Part of a data file

________________

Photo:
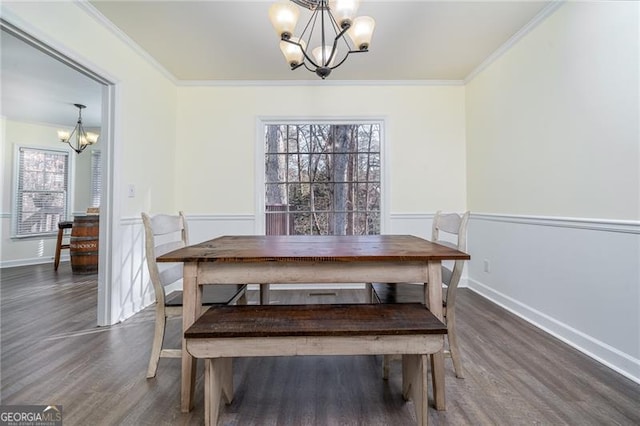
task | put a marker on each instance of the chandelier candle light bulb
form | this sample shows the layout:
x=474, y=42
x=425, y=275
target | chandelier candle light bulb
x=330, y=21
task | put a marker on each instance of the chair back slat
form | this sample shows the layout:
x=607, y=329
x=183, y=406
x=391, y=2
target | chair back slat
x=166, y=224
x=164, y=233
x=170, y=273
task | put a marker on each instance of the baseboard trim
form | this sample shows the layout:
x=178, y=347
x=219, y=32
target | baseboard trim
x=30, y=262
x=607, y=355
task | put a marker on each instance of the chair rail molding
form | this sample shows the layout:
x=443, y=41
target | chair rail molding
x=572, y=277
x=608, y=225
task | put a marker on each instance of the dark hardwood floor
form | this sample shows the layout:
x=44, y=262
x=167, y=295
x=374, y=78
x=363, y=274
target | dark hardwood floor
x=52, y=353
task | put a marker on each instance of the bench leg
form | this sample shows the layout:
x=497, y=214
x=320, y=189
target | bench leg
x=264, y=294
x=414, y=385
x=226, y=365
x=213, y=372
x=437, y=377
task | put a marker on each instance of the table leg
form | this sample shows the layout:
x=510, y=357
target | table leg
x=191, y=308
x=433, y=300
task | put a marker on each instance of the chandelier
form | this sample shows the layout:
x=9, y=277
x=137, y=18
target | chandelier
x=82, y=138
x=330, y=23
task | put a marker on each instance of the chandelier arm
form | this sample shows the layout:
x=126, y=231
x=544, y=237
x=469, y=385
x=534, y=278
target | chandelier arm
x=304, y=52
x=346, y=56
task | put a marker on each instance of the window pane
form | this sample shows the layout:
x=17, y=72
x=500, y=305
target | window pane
x=330, y=178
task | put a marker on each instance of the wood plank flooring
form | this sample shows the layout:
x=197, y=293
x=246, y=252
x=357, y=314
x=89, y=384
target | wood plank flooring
x=51, y=352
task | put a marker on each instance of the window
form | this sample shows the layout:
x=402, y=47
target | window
x=96, y=177
x=42, y=187
x=322, y=179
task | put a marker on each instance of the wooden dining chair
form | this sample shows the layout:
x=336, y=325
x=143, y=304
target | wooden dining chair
x=165, y=233
x=449, y=229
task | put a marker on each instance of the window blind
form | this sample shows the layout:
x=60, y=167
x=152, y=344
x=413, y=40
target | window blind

________________

**Written problem:**
Reproduce every entry word for word, but omit the pictures.

**Response to this exercise:**
Photo:
task | put a marker on each instance of the chandelier candle light bulb
form | this sample shows the layout:
x=474, y=42
x=425, y=275
target | chandelier candle light bulb
x=330, y=21
task | put a marker on each instance of the chair back slat
form | this sample shows the layout:
x=607, y=329
x=183, y=406
x=391, y=2
target | chair back slat
x=166, y=224
x=164, y=233
x=170, y=273
task | put a marker on each instance of the baseboard trim
form | this sample shows the layout:
x=178, y=347
x=219, y=32
target | baseboard trim
x=30, y=262
x=607, y=355
task | put a marker on each instance of the chair rail molding
form | this sample shows the layout:
x=443, y=41
target | chair rail molding
x=572, y=277
x=608, y=225
task | put a marker on each instance of the dark hardwood floor
form | this sample shows the layout:
x=44, y=262
x=167, y=295
x=374, y=78
x=363, y=274
target | dark hardwood floor
x=52, y=353
task | put a marker on each instance of the bench leg
form | this sample shows the layout:
x=497, y=214
x=320, y=189
target | bench leg
x=264, y=294
x=414, y=385
x=226, y=365
x=213, y=372
x=437, y=377
task | put a marker on each instance of the table leg
form | this sample shows the layout:
x=510, y=357
target | table leg
x=191, y=308
x=433, y=300
task | put a marker on each instance of the chandelier
form | this sample shows the layout:
x=9, y=277
x=137, y=18
target | chandelier
x=82, y=138
x=330, y=23
task | put a marker on each instance of the chandelier arm
form | this sample shows the layout:
x=126, y=231
x=544, y=237
x=469, y=385
x=534, y=278
target | chandelier arm
x=304, y=52
x=346, y=56
task | put a marker on each instance of the window pane
form | this sample shows the layout:
x=17, y=72
x=500, y=305
target | window pane
x=330, y=178
task | put a marker on each instance of the wood plank flooring
form | this sample shows the layout:
x=197, y=293
x=246, y=252
x=357, y=314
x=89, y=384
target | wood plank flooring
x=51, y=352
task | put a marker on each instance of the window
form | this sample shows the layout:
x=402, y=47
target | window
x=96, y=177
x=42, y=187
x=322, y=179
task | put a marker on each instance of the wooden dining chair
form | this sample shows the layout:
x=336, y=325
x=143, y=304
target | wooden dining chair
x=165, y=233
x=449, y=229
task | put a marker on each instance of the window blind
form | this sample shows the layout:
x=60, y=167
x=152, y=344
x=413, y=40
target | window blind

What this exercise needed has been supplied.